Tom Hockings
- Born: 22 February 1986 (age 40) Bowen, QLD, Australia
- Height: 199 cm (6 ft 6 in)
- Weight: 112 kg (247 lb)
- Notable relative: Harry Hockings (brother)
- Occupation: Engineer

Rugby union career
- Position: Lock

Super Rugby
- Years: Team / Apps / (Points)
- 2008–11: Force / 41 / (10)

= Tom Hockings =

Australian rugby union player

Tom Hockings (born 22 February 1986) is an Australian former professional rugby union player.

==Biography==
Hockings comes from Proserpine, a town in Queensland's Whitsunday Region, and is the elder brother of Reds player Harry Hockings. He joined the RugbyWA academy in 2006.

A lock, Hockings debuted for the Force in the opening round of the 2008 Super 14 season against the Sharks in Durban and had to assume responsibility for calling the line-outs when Nathan Sharpe withdrew with food poisoning. He was able to establish himself in the starting lineup during his first season, taking the position vacated by Rudi Vedelago, who had returned to Queensland. Post season shoulder surgery ruled him out of their United Kingdom tour, before he successfully came back in 2009 and signed a new two-year deal. He continued with the Force until 2011, then had two seasons at Kintetsu Liners, a Japanese club based in Osaka.
▬▬▬
_Task to carry out:_ Reproduce the part of the Tom Hockings profile that opens with the words containing "- Weight: 112" and closes with "Force / 41 / (10)".

[Stored data entries]
▬▬▬
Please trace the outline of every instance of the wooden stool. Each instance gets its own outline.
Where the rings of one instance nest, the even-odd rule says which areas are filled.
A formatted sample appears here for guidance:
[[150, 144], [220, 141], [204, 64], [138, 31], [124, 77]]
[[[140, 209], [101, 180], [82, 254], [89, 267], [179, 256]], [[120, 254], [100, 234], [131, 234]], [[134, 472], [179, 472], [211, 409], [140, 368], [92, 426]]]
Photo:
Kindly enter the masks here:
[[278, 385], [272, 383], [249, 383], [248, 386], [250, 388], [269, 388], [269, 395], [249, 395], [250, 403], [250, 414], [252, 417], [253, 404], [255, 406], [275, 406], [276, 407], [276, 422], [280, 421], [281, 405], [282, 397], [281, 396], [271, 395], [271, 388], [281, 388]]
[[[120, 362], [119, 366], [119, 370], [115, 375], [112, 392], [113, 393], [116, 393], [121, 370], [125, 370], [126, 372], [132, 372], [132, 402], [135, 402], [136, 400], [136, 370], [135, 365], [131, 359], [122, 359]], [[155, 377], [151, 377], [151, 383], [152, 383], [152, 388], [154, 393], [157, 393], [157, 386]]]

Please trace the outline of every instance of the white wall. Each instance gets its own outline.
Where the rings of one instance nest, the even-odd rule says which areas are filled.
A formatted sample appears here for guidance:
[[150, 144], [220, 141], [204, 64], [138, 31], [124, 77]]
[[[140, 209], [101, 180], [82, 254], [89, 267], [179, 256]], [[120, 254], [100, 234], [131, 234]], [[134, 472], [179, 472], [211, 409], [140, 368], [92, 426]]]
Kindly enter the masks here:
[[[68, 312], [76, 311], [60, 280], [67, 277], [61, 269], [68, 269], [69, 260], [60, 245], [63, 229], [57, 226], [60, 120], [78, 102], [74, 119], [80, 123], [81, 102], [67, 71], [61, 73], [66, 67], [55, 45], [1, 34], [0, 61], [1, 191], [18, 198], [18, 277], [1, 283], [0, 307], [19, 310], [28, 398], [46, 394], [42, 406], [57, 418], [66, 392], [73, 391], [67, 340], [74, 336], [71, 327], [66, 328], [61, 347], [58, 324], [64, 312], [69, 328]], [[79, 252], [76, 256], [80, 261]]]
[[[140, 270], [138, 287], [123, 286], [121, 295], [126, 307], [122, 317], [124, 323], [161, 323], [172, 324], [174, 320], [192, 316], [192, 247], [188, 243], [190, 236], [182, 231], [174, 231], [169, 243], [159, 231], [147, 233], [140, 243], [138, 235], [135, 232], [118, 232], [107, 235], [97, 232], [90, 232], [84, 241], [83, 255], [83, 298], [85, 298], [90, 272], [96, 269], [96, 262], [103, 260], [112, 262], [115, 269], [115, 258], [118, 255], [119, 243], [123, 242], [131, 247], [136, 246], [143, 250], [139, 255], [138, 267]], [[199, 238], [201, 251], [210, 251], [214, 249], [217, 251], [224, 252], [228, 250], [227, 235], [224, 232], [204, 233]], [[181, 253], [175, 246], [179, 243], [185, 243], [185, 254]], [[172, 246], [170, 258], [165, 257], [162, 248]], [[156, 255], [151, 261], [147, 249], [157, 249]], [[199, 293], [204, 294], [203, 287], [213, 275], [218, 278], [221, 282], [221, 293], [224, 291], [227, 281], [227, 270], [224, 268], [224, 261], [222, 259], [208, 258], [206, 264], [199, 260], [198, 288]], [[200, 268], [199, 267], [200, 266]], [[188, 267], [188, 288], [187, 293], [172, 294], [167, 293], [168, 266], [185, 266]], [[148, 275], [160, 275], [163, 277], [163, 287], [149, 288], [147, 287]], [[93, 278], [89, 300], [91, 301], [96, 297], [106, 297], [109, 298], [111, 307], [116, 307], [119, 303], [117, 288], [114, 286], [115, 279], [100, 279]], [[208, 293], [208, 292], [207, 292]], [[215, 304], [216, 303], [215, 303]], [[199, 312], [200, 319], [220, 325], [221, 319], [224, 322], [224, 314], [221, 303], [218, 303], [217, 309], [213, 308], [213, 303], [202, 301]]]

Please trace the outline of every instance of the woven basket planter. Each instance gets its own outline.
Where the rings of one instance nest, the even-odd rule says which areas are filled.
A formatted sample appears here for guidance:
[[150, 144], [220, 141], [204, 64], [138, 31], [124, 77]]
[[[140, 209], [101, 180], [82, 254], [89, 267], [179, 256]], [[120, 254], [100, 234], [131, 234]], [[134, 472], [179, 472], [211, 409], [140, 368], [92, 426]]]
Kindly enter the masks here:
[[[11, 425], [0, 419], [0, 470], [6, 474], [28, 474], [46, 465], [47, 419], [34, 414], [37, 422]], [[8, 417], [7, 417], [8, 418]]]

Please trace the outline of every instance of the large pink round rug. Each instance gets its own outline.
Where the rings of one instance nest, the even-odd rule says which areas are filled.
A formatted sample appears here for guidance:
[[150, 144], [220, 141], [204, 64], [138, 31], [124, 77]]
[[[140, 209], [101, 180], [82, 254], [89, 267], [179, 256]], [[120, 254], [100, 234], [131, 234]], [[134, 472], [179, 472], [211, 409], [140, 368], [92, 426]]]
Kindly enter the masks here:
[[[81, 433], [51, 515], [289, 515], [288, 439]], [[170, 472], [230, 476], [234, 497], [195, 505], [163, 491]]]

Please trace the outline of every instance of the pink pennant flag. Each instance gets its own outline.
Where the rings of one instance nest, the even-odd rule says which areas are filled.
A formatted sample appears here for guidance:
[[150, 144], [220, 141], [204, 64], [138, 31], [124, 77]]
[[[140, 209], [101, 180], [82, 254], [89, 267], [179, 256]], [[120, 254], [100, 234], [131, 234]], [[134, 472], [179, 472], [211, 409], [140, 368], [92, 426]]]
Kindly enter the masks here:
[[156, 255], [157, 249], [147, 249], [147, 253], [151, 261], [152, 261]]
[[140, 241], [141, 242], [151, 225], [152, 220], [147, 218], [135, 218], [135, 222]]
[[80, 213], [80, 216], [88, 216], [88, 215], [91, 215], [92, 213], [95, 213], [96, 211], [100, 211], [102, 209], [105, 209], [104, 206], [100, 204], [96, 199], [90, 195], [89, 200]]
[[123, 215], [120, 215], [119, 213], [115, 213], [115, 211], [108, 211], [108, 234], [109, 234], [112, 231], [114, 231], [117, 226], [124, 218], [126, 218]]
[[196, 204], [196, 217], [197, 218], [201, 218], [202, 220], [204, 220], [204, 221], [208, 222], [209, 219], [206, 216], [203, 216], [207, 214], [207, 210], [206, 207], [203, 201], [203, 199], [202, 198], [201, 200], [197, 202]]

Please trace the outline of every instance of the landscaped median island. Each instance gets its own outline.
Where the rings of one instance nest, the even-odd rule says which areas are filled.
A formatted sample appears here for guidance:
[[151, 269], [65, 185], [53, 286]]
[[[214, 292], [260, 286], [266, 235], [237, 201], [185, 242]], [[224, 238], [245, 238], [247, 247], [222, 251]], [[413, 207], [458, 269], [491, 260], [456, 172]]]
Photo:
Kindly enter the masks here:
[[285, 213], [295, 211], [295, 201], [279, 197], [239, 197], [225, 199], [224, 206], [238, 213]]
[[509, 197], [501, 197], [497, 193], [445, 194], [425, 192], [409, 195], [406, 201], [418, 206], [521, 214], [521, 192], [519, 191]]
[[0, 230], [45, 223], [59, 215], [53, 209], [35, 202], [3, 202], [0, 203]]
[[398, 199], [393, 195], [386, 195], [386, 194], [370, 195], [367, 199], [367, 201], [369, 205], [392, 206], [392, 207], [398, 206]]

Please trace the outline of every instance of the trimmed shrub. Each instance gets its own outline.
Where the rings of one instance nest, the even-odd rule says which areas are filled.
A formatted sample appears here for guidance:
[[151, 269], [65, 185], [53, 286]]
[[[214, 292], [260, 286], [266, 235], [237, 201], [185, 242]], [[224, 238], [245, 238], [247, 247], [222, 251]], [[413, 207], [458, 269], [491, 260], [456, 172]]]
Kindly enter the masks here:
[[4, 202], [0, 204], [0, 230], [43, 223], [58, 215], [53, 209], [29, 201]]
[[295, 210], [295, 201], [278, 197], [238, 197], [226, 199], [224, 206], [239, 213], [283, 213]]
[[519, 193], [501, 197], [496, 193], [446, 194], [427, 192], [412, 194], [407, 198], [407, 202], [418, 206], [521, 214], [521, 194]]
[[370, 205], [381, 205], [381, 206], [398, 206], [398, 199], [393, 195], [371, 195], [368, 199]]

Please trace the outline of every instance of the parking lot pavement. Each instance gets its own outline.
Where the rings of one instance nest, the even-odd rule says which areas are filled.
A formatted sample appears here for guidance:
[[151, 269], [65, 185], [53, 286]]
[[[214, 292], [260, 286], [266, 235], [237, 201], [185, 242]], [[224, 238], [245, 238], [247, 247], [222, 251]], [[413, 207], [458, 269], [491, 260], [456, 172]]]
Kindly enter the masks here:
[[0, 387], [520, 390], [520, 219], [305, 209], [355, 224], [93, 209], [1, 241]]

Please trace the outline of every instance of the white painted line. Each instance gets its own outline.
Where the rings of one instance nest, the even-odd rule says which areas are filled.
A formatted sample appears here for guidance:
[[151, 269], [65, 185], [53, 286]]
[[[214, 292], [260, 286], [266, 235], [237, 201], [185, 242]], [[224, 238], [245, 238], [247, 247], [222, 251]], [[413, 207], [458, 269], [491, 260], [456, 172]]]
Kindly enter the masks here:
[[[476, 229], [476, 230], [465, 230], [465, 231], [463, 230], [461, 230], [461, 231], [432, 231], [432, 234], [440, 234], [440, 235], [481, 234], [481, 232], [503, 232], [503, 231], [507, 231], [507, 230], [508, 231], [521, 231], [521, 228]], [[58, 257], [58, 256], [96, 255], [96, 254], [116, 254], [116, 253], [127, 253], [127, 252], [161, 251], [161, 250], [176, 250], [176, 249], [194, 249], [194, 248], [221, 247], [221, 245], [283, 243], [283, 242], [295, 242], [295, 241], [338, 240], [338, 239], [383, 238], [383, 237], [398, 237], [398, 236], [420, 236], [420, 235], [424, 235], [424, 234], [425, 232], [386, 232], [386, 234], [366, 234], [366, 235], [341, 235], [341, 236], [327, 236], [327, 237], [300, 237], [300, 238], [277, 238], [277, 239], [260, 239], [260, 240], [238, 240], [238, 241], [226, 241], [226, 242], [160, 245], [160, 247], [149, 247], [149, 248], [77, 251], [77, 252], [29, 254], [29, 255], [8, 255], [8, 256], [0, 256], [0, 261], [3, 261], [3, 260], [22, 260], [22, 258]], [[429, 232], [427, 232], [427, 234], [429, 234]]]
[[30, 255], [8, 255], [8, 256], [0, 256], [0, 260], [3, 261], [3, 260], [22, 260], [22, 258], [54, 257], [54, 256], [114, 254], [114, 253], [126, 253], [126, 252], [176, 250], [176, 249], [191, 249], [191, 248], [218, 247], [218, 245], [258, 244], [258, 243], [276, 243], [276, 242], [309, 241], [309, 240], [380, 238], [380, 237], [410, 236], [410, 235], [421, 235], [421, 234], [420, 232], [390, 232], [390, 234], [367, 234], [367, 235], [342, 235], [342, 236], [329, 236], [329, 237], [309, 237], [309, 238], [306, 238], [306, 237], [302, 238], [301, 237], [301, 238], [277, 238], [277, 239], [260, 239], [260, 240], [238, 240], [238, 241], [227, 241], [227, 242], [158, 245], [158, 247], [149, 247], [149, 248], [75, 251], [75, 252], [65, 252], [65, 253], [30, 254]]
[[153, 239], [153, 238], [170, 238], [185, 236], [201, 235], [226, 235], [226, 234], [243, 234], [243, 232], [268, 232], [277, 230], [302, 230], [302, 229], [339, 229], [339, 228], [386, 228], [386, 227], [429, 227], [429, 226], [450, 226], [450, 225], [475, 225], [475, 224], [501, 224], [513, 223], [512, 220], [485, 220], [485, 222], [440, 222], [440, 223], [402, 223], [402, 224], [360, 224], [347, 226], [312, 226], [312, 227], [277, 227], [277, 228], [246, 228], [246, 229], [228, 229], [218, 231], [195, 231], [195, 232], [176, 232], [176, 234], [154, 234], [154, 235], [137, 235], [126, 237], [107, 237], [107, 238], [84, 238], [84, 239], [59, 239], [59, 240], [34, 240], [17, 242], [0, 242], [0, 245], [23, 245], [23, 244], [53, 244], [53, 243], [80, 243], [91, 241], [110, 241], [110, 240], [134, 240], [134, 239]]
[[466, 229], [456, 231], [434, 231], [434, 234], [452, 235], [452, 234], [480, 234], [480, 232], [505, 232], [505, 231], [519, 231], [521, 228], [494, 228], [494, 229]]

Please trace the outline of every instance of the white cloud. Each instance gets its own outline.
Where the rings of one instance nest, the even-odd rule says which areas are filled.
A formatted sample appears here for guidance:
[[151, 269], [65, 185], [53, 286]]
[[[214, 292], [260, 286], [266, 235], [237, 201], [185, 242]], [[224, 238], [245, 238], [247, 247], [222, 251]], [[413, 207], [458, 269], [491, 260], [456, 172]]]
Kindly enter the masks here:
▬▬▬
_Solution to this exercise:_
- Weight: 112 kg (247 lb)
- Notable relative: Harry Hockings (brother)
- Occupation: Engineer

Rugby union career
- Position: Lock

Super Rugby
- Years: Team / Apps / (Points)
- 2008–11: Force / 41 / (10)